> **GIVEN INSTRUCTION**: Render as a two-column CSV the entries from the line containing "Find the kitchen" through the end of the entries, inclusive, with the headers text and answer. Give one row per entry, placing its text and its answer each in a single quoted field with line breaks turned into spaces.

> **RECORDED DATA**:
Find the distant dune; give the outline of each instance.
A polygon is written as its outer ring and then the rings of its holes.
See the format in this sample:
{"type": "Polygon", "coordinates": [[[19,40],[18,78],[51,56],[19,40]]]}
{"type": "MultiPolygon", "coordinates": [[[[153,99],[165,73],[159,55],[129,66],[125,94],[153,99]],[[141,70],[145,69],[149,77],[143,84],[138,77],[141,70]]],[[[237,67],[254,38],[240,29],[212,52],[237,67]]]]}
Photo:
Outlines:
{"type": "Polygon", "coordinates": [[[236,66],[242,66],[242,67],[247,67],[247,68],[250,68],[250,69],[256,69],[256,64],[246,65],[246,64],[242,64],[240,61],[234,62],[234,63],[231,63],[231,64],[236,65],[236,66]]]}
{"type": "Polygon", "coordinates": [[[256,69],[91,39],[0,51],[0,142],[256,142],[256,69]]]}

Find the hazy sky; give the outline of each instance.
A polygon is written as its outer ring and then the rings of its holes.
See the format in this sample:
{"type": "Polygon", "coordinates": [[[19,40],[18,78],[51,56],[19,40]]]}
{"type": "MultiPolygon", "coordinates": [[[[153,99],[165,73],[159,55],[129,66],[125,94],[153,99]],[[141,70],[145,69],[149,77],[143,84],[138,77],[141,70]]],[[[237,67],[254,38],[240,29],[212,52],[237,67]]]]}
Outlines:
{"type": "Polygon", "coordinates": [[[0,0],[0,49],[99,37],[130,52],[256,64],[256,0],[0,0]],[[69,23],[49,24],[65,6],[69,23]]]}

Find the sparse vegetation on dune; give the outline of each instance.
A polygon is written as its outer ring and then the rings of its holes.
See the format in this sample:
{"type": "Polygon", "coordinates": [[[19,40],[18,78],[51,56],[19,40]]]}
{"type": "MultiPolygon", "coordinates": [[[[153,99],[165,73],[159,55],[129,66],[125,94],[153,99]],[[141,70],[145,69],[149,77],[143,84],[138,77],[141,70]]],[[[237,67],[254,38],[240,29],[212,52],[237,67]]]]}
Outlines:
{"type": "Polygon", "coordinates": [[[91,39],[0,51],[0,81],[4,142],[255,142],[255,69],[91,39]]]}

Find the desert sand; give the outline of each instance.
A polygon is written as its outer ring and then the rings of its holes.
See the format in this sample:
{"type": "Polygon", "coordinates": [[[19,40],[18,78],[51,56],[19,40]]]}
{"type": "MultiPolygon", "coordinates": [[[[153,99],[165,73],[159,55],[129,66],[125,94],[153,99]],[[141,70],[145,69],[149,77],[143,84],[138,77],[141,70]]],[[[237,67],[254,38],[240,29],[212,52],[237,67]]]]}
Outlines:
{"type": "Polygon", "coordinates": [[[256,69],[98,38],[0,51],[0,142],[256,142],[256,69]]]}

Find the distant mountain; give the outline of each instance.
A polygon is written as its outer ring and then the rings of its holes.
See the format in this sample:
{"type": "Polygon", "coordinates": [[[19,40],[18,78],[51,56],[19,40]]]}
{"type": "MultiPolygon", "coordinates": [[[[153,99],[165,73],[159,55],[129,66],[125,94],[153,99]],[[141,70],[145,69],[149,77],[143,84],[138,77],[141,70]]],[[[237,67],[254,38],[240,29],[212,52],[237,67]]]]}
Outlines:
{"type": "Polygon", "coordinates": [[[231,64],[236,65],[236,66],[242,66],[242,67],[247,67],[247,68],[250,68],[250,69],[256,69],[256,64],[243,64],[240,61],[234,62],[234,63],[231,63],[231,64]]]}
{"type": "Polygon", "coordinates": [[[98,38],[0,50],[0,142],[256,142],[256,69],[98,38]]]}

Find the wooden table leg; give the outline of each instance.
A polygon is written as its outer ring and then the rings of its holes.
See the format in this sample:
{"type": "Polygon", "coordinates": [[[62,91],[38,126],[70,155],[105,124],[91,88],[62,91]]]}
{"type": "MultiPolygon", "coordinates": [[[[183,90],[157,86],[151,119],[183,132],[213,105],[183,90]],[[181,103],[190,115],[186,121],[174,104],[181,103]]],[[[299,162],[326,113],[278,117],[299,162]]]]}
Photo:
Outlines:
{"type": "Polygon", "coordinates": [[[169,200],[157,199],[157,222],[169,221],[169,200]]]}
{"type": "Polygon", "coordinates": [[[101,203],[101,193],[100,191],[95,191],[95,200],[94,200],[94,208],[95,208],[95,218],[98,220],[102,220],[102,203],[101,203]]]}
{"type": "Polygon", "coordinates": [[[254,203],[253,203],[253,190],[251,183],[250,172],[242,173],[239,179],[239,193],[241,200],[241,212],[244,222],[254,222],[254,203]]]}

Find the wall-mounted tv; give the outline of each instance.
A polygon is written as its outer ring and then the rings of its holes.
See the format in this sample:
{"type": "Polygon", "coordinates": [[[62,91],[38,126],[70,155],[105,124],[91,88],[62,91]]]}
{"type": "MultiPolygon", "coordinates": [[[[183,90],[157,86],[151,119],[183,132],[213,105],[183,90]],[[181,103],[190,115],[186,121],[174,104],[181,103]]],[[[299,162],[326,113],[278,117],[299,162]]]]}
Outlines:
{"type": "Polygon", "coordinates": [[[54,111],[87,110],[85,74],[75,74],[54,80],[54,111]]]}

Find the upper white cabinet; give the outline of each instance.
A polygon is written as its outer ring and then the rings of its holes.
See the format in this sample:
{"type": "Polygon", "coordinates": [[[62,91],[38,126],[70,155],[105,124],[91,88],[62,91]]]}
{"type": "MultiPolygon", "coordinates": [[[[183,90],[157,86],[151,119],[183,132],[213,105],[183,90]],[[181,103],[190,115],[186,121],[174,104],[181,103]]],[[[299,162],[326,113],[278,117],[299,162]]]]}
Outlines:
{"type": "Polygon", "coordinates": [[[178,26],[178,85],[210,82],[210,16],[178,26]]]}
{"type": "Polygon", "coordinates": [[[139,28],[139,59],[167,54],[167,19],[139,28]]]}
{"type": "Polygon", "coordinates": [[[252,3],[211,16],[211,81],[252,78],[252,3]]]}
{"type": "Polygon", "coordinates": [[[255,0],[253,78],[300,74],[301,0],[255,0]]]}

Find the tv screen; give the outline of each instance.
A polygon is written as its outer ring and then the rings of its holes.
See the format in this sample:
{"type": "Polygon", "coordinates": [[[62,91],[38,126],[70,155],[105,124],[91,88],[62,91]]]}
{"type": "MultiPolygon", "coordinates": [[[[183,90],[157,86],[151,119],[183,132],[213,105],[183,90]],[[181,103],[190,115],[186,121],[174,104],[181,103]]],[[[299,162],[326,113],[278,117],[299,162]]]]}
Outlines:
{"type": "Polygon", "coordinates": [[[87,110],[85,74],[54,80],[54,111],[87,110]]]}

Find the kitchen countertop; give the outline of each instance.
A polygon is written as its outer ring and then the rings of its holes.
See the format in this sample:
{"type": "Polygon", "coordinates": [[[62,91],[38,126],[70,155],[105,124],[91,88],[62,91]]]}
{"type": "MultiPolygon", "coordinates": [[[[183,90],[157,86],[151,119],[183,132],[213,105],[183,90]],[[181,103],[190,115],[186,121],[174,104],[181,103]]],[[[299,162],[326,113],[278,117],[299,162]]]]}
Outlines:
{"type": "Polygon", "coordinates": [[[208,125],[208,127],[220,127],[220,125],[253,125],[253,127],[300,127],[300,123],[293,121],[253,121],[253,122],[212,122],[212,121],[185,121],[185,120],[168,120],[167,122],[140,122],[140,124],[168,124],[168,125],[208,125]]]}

> **RESPONSE**:
text,answer
"Find the kitchen countertop; give the outline of each instance. A polygon is written as its outer ring and then the rings of its holes. See the format in this sample: {""type"": ""Polygon"", ""coordinates"": [[[62,91],[38,126],[70,155],[105,124],[91,88],[62,91]]]} {""type"": ""MultiPolygon"", ""coordinates"": [[[[183,90],[157,86],[151,119],[183,132],[213,105],[183,90]],[[181,103],[190,115],[186,121],[174,104],[181,103]]],[[[299,162],[326,113],[278,117],[299,162]]]]} Outlines:","{""type"": ""Polygon"", ""coordinates"": [[[208,125],[208,127],[220,127],[220,125],[253,125],[253,127],[300,127],[300,123],[293,121],[253,121],[253,122],[212,122],[212,121],[185,121],[185,120],[168,120],[167,122],[140,122],[140,124],[168,124],[168,125],[208,125]]]}"